(Beginning of Supplied passage)
Marathon Petroleum Co., Detroit | Wikimedia Commons Public Domain
A leading environmental rights organizer and a Detroit school official voiced support last week during an online public hearing for a consent order against a refinery presented by state officials.
The public comment period remains open until Sept. 28. For more information, contact Erin Moran, EGLE enforcement section officer, at [email protected] or 517-284-0900.
As the Advance previously reported, Marathon Petroleum and the Michigan Department of Environment, Great Lakes and Energy (EGLE) have agreed to a proposed settlement $363,853 and fines as the result of several violations.
The order involved air quality near Marathon’s refinery, which is located in Southwest Detroit. Marathon’s violations included: Exceeding particulate matter and hydrogen sulfide emission limits; exceeding visible emission limits; equipment operation violations; and nuisance odor violations.
During the public hearing hosted Wednesday by EGLE, Justin Onwenu, a Sierra Club environmental justice organizer, said he supports Marathon’s commitment to provide air quality improvements at Mark Twain school, which is located near the refinery.
“We want to make sure that students and teachers have a healthy environment to study in so we are glad to see things coming to an agreement,” Onwenu said. “We also just want to make sure that things are done the right way.”
Mike Simmons, Detroit Public Schools Community District executive director of facilities, said during the hearing that the Marathon-Mark Twain initiative is “creative” and reported that “both “the district supports the project.”
(End of Supplied passage)
Set of tasks:
**A.** Print the passage of the Marathon refinery settlement article from "As the Advance" up to and including "nuisance odor violations.".
**B.** List the violations by Marathon that the refinery settlement article names.
**C.** Go on with the article on the Marathon refinery settlement hearing from the point where it stops.
(Beginning of Information given)
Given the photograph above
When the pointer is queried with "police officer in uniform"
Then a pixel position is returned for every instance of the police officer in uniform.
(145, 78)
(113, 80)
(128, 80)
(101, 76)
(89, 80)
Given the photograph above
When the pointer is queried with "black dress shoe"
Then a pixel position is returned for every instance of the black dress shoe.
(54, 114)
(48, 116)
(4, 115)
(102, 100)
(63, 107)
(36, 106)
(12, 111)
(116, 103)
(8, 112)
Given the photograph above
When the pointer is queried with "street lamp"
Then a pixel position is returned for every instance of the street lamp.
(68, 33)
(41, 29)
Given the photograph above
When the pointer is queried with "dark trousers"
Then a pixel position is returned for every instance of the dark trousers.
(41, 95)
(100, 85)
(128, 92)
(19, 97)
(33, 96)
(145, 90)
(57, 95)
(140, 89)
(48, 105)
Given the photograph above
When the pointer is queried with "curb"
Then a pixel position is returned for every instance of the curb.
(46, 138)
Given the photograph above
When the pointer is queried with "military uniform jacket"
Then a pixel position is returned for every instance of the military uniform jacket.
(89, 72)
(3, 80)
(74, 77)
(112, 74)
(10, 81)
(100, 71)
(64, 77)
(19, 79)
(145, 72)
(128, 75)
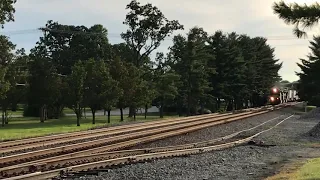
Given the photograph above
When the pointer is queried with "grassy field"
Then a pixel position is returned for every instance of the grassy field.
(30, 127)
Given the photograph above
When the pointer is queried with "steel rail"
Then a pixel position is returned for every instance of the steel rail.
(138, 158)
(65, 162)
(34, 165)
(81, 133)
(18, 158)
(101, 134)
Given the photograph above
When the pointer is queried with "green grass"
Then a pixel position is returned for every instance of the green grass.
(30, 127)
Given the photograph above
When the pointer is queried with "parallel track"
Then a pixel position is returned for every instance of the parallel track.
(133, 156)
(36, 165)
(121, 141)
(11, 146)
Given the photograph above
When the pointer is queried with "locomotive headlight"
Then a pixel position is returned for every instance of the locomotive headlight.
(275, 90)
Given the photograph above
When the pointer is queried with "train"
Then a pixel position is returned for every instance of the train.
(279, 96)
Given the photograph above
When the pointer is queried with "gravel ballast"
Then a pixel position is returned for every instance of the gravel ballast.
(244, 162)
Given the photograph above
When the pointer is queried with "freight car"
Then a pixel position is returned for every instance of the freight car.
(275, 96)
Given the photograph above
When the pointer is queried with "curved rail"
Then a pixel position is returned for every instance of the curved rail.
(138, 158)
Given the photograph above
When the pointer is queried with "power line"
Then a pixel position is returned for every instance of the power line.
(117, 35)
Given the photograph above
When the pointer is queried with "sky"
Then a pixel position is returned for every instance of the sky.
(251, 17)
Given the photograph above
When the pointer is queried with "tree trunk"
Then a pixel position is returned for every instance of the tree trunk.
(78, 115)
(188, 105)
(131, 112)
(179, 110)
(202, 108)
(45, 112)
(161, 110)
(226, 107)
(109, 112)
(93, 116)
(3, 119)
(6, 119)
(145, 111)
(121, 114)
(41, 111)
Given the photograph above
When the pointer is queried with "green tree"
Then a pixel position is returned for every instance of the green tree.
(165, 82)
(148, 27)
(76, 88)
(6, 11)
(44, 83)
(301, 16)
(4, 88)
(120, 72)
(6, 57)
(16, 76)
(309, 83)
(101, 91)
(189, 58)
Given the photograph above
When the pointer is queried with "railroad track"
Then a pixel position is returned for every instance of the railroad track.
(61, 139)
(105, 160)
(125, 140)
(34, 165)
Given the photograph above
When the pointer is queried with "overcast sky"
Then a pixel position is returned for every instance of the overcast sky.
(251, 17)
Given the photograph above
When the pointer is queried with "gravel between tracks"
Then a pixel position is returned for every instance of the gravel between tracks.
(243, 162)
(End of Information given)
(Beginning of Information given)
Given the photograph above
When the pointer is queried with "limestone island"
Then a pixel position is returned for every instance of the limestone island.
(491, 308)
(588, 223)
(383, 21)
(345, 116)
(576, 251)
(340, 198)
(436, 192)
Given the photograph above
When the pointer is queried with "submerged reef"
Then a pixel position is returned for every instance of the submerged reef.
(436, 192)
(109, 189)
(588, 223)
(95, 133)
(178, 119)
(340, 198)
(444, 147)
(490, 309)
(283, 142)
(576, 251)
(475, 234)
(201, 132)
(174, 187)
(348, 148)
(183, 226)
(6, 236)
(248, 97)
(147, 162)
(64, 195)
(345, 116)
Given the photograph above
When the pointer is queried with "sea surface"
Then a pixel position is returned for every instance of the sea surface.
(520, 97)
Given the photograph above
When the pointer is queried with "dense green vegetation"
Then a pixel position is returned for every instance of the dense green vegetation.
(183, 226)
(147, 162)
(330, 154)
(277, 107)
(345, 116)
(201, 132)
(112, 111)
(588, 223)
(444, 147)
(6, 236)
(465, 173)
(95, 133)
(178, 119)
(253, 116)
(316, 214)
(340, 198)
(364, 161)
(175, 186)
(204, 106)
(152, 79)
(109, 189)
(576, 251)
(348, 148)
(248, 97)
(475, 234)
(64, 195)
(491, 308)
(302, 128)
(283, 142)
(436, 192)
(End of Information given)
(Beginning of Information given)
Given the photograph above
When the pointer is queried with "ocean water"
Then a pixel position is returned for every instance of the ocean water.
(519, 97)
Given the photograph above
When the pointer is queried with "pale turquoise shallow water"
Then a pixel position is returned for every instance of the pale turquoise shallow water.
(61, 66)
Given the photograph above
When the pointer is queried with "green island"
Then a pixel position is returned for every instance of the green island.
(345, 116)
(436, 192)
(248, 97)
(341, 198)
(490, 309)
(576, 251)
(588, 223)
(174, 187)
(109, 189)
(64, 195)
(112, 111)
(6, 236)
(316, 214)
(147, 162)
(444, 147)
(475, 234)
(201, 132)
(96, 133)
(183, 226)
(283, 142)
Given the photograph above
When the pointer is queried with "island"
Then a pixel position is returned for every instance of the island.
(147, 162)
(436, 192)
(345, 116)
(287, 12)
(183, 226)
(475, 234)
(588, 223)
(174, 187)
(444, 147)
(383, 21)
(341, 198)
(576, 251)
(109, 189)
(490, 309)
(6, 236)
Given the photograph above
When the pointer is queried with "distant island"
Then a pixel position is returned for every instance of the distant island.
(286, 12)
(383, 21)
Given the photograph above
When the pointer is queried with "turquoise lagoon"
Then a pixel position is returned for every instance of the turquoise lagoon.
(End of Information given)
Answers by task:
**A.**
As the Advance previously reported, Marathon Petroleum and the Michigan Department of Environment, Great Lakes and Energy (EGLE) have agreed to a proposed settlement $363,853 and fines as the result of several violations.
The order involved air quality near Marathon’s refinery, which is located in Southwest Detroit. Marathon’s violations included: Exceeding particulate matter and hydrogen sulfide emission limits; exceeding visible emission limits; equipment operation violations; and nuisance odor violations.

**B.**
Exceeding particulate matter and hydrogen sulfide emission limits
Exceeding visible emission limits
Equipment operation violations
Nuisance odor violations

**C.**
The proposed agreement calls for payment of $81,853 due within 30 days after issuing the consent order; completion of two supplemental environmental projects that total $282,000 (including the Mark Twain project and an online platform for real time air quality data); and stipulated fines for violation of the proposed consent order.
As reported by the Advance in July, a significant portion of the settlement will go toward installing an air filtration system at Mark Twain School for Scholars. Area residents have complained for years about pollution from the facility. In 2016, Marathon Petroleum and the federal government reached an agreement that called for the Ohio-based company to reduce air pollution at the refinery.
State Rep. Tyrone Carter (D-Detroit) attended the school as a child, represents the area in Legislature, and supports the Mark Twain School investment install air purification system, especially amid the COVID-19 pandemic.
“To update those systems is a wonderful idea,” Carter said.